Preguntas de estudio ->
(A) Resume en dos oraciones el fragmento sobre el Polifemo de Góngora.
(B) Reescribe el pasaje del fragmento sobre el Polifemo de Góngora que comienza con "Pero ese tipo" y continúa hasta "veces los anima.". Cambia "estudio de conjunto" por "visión de conjunto".

Fragmento del documento ->
-------

No es casual que Góngora haya dado lugar a obras maestras de la crítica y haya necesitado de los más competentes hispanistas para penetrar en el secreto de su genio. Cuando un editor se dispone a escribir un prólogo al Polifemo, se enfrenta a las figuras, casi polifémicas, de Dámaso Alonso, de Robert Jammes o de Antonio Carreira. Y esto es así porque no hay aspecto de la literatura que no aparezca en el poema ni plano interpretativo que no espere ser examinado. Se necesita un experto en lingüística histórica, pero también en música y prosodia, en tradición literaria, en mitología, en retórica y en simbología. Se necesita alguien capaz de ver cómo confluyen en un poema tantos ríos de literatura y de tan lejos, por qué la obra se convierte en objeto de interpretación inagotable. Los espejos del poema están tan bien puestos que las imágenes que proyectan no tienen fin conocido, y eso, en demasiadas ocasiones, produce ensayos peregrinos que no aportan nuevos materiales para la comprensión o avanzan en la exégesis, sino que se dedican a la filigrana teórica, a la ocurrencia congresual.
Entre los libros sobre Góngora o el Polifemo abundan las obras maestras como el ensayo de Emilio Orozco o, sobre todo, los extraordinarios Gongoremas de Antonio Carreira, “imprescindible”, en palabras del propio Ponce Cárdenas, autor de esta nueva edición de Cátedra. Ya lo creo que es imprescindible. Ese libro es un puñetazo en la mesa contra tanta especulación gratuita que fatiga las prensas gongorinas, la prueba de que solo con un completo despliegue de sabidurías humanísticas se puede llegar al fondo del misterio.
Pero ese tipo de libros, los ensayos reunidos, las silvas gongorinas, se pueden permitir licencias de varia índole. Comentar en serio un poema de Góngora es labor muy entretenida en la que suelen florecer las ideas brillantes. Pero redactar una introducción en el formato de las Letras Hispánicas de Cátedra requiere un igual de brillante estudio de conjunto, que sea capaz de recoger las aportaciones de los maestros y en todo caso trate de orientarlas hacia su propio camino. Lo que no se puede hacer es trasladar un libro de ensayos personales, puntuales, menores, a la solemne introducción de un clásico. Eso es lo que ha hecho Ponce Cárdenas, y por eso su introducción sirve más para darse cuenta de lo imaginativos que pueden ser los ensayos gongorinos y la poca sustancia que muchas veces los anima.
Así ocurre, por ejemplo, en el largo pasaje que dedica el editor a la catalogación genérica de la Fábula, a la que decididamente llama epilio, hasta concluir que “con la composición de la Fábula, Góngora daba a sus contemporáneos una respuesta calimaquea a la cuestionable centralidad de la epopeya en el discurso teórico de la poesía”. Toda su argumentación no hace sino glosar las palabras de su admirada Mercedes Blanco, a quien cita el editor profusamente y sin escatimar los máximos elogios. Según esta estudiosa, “frente a la epopeya culta que intenta Lope, como un nuevo Apolonio, Góngora propone el epyllion a la manera de su maestro y rival helenístico, Calímaco.” Ponce redundará en esta idea comparando sin duda la Hécale de Calímaco con el Polifemo, y las Argonáuticas con la Jerusalén conquistada de Lope de Vega.

-------

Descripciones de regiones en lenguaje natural
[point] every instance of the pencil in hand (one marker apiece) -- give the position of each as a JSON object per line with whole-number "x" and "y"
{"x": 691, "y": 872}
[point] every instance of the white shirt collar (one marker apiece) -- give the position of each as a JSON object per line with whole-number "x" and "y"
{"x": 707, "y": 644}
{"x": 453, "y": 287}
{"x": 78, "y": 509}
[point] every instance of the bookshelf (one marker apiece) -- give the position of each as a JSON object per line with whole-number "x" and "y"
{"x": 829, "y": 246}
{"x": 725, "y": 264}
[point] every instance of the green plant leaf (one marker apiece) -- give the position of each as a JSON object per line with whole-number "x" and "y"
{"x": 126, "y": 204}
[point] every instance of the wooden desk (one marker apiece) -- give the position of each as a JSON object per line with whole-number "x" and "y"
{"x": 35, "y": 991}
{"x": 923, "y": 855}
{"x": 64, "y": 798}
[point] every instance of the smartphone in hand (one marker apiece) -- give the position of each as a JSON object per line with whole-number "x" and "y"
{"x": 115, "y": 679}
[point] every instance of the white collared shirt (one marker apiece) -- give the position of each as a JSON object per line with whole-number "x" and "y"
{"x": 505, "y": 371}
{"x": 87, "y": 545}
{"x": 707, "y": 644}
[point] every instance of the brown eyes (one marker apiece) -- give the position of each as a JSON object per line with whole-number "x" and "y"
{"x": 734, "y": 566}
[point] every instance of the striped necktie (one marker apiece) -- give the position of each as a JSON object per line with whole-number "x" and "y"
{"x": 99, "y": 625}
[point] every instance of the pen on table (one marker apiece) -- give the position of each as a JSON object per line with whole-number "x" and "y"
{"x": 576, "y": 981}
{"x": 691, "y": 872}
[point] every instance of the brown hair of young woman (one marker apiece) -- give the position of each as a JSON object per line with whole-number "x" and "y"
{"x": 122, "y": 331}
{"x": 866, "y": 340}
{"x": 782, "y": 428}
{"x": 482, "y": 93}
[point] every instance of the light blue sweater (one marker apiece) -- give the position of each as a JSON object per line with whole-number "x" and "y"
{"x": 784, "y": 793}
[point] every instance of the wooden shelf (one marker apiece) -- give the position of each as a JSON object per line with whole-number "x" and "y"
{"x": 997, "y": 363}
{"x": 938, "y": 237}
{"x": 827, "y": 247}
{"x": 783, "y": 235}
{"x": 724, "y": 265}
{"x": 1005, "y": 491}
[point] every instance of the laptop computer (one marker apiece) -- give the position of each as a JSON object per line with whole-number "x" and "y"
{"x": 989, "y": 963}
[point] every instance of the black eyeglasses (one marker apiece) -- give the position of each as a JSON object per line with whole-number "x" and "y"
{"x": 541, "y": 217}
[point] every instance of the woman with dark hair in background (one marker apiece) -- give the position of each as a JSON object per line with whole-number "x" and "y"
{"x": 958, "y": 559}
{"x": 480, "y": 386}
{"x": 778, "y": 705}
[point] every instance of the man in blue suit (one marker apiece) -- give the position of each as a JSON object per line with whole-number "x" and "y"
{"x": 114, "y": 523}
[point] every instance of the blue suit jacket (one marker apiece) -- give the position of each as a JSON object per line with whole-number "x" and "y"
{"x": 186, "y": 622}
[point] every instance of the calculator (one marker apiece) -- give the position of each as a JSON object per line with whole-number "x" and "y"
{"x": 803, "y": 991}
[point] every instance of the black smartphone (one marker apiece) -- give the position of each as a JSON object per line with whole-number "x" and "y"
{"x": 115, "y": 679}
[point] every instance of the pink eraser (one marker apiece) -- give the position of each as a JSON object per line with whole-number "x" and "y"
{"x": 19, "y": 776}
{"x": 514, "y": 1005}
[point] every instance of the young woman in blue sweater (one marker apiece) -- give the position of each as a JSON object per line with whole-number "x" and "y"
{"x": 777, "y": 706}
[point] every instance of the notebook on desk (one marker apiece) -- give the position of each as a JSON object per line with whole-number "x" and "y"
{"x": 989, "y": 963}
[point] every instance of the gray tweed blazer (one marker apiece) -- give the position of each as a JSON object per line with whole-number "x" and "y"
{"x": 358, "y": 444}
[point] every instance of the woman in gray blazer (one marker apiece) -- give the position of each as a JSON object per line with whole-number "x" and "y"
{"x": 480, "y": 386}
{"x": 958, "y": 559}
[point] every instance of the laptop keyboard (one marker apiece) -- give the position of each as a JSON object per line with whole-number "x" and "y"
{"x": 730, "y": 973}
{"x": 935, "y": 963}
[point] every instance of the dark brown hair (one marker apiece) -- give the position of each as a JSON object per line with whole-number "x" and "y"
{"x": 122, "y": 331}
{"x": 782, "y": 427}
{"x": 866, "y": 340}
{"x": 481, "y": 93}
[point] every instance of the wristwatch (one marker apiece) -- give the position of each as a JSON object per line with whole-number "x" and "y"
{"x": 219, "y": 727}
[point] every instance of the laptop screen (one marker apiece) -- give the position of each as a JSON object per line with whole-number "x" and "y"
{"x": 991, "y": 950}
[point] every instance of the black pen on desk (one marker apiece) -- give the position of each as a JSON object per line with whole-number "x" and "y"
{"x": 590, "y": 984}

-------

Ejercicios resueltos ->
(A) El Polifemo de Góngora exige expertos en muy diversas disciplinas y ha dado lugar tanto a obras maestras de la crítica, como los Gongoremas de Antonio Carreira, como a ensayos peregrinos que no aportan nuevos materiales para la comprensión. En su introducción a la edición de Cátedra, Ponce Cárdenas traslada un libro de ensayos personales y menores a la solemne introducción de un clásico, como se ve en el pasaje en que cataloga la Fábula como epilio glosando las palabras de Mercedes Blanco.

(B)
Pero ese tipo de libros, los ensayos reunidos, las silvas gongorinas, se pueden permitir licencias de varia índole. Comentar en serio un poema de Góngora es labor muy entretenida en la que suelen florecer las ideas brillantes. Pero redactar una introducción en el formato de las Letras Hispánicas de Cátedra requiere un igual de brillante visión de conjunto, que sea capaz de recoger las aportaciones de los maestros y en todo caso trate de orientarlas hacia su propio camino. Lo que no se puede hacer es trasladar un libro de ensayos personales, puntuales, menores, a la solemne introducción de un clásico. Eso es lo que ha hecho Ponce Cárdenas, y por eso su introducción sirve más para darse cuenta de lo imaginativos que pueden ser los ensayos gongorinos y la poca sustancia que muchas veces los anima.